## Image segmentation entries
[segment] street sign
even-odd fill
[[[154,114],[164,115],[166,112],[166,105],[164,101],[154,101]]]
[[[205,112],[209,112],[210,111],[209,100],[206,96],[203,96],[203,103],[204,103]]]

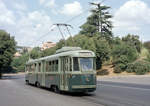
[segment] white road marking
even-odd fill
[[[135,88],[135,87],[127,87],[127,86],[118,86],[118,85],[108,85],[108,84],[97,84],[98,86],[111,86],[111,87],[118,87],[118,88],[129,88],[129,89],[137,89],[137,90],[146,90],[146,91],[150,91],[150,89],[146,89],[146,88]]]

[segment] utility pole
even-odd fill
[[[54,25],[56,25],[56,26],[58,27],[59,32],[60,32],[62,38],[64,39],[64,44],[65,44],[65,46],[66,46],[65,37],[64,37],[64,34],[63,34],[62,30],[61,30],[61,26],[66,27],[66,29],[67,29],[67,31],[68,31],[68,33],[69,33],[69,35],[70,35],[71,38],[72,38],[72,36],[71,36],[70,31],[69,31],[69,27],[70,27],[70,28],[73,28],[73,27],[72,27],[71,25],[65,24],[65,23],[57,23],[57,24],[54,24]],[[73,38],[72,38],[72,41],[73,41]],[[74,42],[74,41],[73,41],[73,42]]]
[[[101,11],[101,3],[90,3],[91,5],[95,5],[98,8],[98,31],[102,33],[102,11]]]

## Work to do
Lay out every line of the material above as a Markdown table with the columns "Row" and "Line", numbering each row and skipping blank lines. Leave the pictures out of the table.

## Response for this exercise
| Row | Line |
|---|---|
| 1 | [segment] street sign |
| 2 | even-odd fill |
| 3 | [[[154,114],[164,115],[166,112],[166,105],[164,101],[154,101]]] |
| 4 | [[[205,112],[209,112],[210,111],[209,100],[206,96],[203,96],[203,103],[204,103]]] |
| 5 | [segment] white road marking |
| 6 | even-odd fill |
| 7 | [[[135,88],[135,87],[127,87],[127,86],[118,86],[118,85],[108,85],[108,84],[97,84],[98,86],[111,86],[111,87],[118,87],[118,88],[129,88],[129,89],[137,89],[137,90],[146,90],[146,91],[150,91],[150,89],[146,89],[146,88]]] |
| 8 | [segment] utility pole |
| 9 | even-odd fill |
| 10 | [[[54,25],[56,25],[56,26],[58,27],[59,32],[60,32],[62,38],[64,39],[64,44],[65,44],[65,46],[66,46],[65,37],[64,37],[64,34],[63,34],[62,30],[61,30],[61,26],[66,27],[66,29],[67,29],[67,31],[68,31],[68,33],[69,33],[69,35],[70,35],[71,38],[72,38],[72,36],[71,36],[70,31],[69,31],[69,27],[70,27],[70,28],[73,28],[73,27],[72,27],[71,25],[65,24],[65,23],[57,23],[57,24],[54,24]],[[73,38],[72,38],[72,41],[73,41]],[[74,42],[74,41],[73,41],[73,42]]] |
| 11 | [[[101,11],[101,3],[90,3],[91,5],[95,5],[98,8],[98,31],[102,33],[102,11]]] |